YOUR TASK:
Can you transcribe each of the rows below word for word, leaving out the pictures?

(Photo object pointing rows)
_ _ _ _ _ _ _

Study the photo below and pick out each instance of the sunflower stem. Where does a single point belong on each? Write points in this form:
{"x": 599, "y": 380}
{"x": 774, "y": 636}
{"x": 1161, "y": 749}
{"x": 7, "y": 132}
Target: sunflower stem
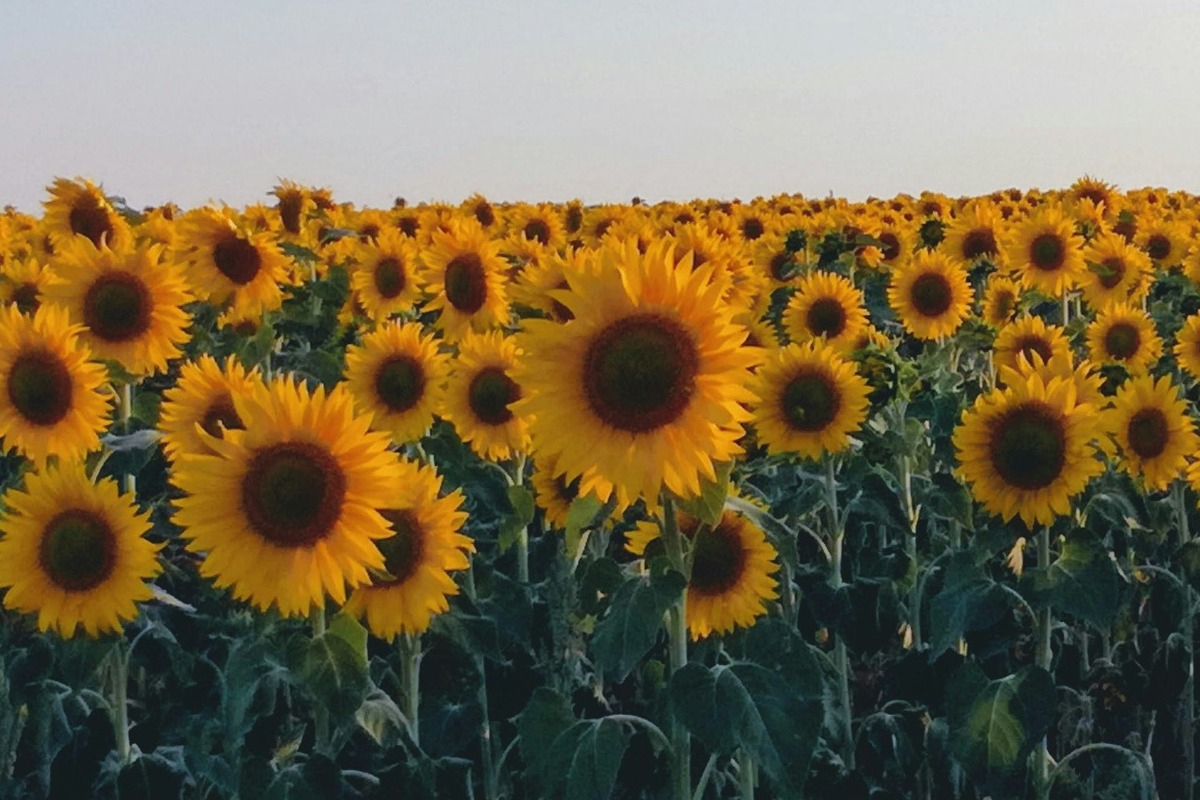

_ _ _ _ _ _ _

RESULT FOR THIS TASK:
Study the photo below and pick out each instance of the sunflower stem. Where does a single point belong on each? Write points in this form:
{"x": 599, "y": 380}
{"x": 774, "y": 636}
{"x": 1161, "y": 749}
{"x": 7, "y": 132}
Target: sunflower stem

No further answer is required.